══ Records for processing

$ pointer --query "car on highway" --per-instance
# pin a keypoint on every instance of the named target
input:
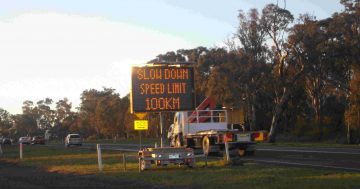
(73, 139)
(24, 140)
(38, 140)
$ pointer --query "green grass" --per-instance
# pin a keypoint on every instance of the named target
(217, 175)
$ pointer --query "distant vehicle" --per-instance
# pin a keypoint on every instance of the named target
(38, 140)
(25, 140)
(73, 139)
(6, 141)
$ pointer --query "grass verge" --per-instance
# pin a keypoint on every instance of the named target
(79, 161)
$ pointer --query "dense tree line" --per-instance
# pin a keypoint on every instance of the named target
(299, 78)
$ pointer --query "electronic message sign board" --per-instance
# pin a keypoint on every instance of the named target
(162, 88)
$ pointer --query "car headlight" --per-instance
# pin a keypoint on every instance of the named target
(156, 156)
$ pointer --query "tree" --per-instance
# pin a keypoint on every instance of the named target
(275, 23)
(64, 119)
(44, 114)
(253, 72)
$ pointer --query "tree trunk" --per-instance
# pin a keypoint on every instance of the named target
(277, 114)
(253, 118)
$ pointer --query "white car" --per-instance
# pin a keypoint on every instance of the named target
(73, 139)
(25, 140)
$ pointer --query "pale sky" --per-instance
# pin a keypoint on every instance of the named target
(58, 49)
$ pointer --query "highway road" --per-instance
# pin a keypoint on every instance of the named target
(338, 158)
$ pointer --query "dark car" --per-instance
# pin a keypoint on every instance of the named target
(6, 141)
(38, 140)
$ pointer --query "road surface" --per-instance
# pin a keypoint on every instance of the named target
(338, 158)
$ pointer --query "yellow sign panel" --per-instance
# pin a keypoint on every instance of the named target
(140, 115)
(141, 124)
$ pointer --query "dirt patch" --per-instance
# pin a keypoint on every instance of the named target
(15, 176)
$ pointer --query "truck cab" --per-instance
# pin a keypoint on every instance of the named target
(208, 130)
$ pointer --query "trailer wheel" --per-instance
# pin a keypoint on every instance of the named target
(242, 152)
(177, 141)
(206, 145)
(250, 153)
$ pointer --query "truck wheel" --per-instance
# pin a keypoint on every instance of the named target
(206, 145)
(242, 152)
(250, 153)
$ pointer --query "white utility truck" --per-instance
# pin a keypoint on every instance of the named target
(208, 130)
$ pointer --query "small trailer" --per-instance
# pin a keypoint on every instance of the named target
(165, 156)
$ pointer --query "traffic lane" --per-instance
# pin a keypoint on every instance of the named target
(340, 161)
(324, 150)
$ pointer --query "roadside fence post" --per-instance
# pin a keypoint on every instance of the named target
(99, 157)
(227, 151)
(124, 162)
(205, 160)
(21, 147)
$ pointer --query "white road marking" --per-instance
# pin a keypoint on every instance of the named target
(305, 164)
(306, 151)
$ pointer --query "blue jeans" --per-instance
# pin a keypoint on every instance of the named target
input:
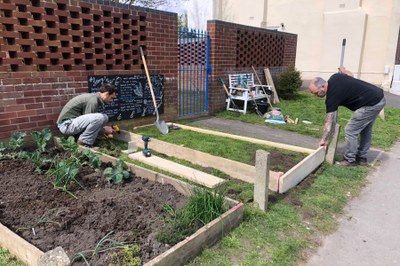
(87, 126)
(361, 123)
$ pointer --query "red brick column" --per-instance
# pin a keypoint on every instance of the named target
(236, 48)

════

## Task
Your task is to reproduce all of the material exactly. The pictures stay out.

## Task output
$ pointer --query "car on highway" --per-instance
# pin a keypoint on every instance of the named target
input:
(73, 139)
(24, 140)
(38, 140)
$ pointer --query "green grass" --per-instance
# pin a keypoint on every instance of the named target
(217, 175)
$ pointer --query "distant vehicle" --per-instance
# pin a keypoint on every instance of the named target
(38, 140)
(25, 140)
(73, 139)
(6, 141)
$ pointer --query "grass verge" --per-instance
# pin a keypoint on every instance of the named target
(79, 161)
$ pointer --query "dense tree line" --per-instance
# pin a keypoint on every instance of the named target
(299, 78)
$ pointer --query "electronic message sign board" --per-instance
# pin a keypoint on every instance of the named target
(162, 88)
$ pointer --query "car headlight" --per-instance
# pin a keypoint on every instance of the named target
(156, 156)
$ pointer --query "tree" --per-instance
# pin a keypoint on every instance of the named target
(275, 23)
(64, 119)
(44, 114)
(253, 72)
$ pointer --query "tree trunk" --per-instance
# pin a keypoint on every instance of the named target
(277, 114)
(253, 118)
$ pointer --query "white car" --per-instance
# pin a keypoint on every instance of the named target
(73, 139)
(25, 140)
$ pointer --query "pale sky" --per-instance
# pin a keypoint on every instance of the named target
(58, 49)
$ pointer --query "highway road" --per-instance
# pin a keypoint on every instance of the named target
(338, 158)
$ pointer --query "dark car" --per-instance
# pin a keypoint on every instance of the named target
(6, 141)
(38, 140)
$ pointer --query "road surface" --per-instance
# pin a keypoint on every instance of the named target
(338, 158)
$ pointer --query "yellow sign panel" --per-instance
# pin a keypoint on every instance of the named target
(140, 115)
(141, 124)
$ pointer --query "dirt patch" --per-instance
# pin a keypoint on every instance of the named target
(15, 176)
$ pointer --query "truck cab" --per-instance
# pin a keypoint on every instance of the named target
(208, 130)
$ pointer --query "trailer wheel" --per-instance
# pin a keypoint on every instance of the named target
(242, 152)
(177, 141)
(206, 145)
(250, 153)
$ pointer --query "truck wheel" --per-instance
# pin a keypoint on every instance of the named target
(206, 145)
(242, 152)
(250, 153)
$ pointer --query "white utility truck" --per-instance
# pin a keypoint on every instance of the named target
(208, 130)
$ pointer --query "small trailer" --per-instance
# pin a keypoint on every instance of the named target
(165, 156)
$ pointer --query "traffic lane" --per-instance
# pin a keypoint on every instance of the named target
(340, 161)
(324, 150)
$ pointer --query "roadside fence post" --per-instance
# pin a keypoint on every instance of the named target
(99, 157)
(227, 151)
(124, 162)
(205, 160)
(21, 147)
$ pointer --query "white road marking" --per-instance
# pin a keypoint on every instance of the named target
(305, 164)
(306, 151)
$ pointer --query "blue jeans" --per-instance
# pin a keypoint on every instance of the named target
input:
(87, 126)
(361, 123)
$ pointer --query "red brick column" --per-instance
# pin a keypoint on every instance of the named target
(236, 48)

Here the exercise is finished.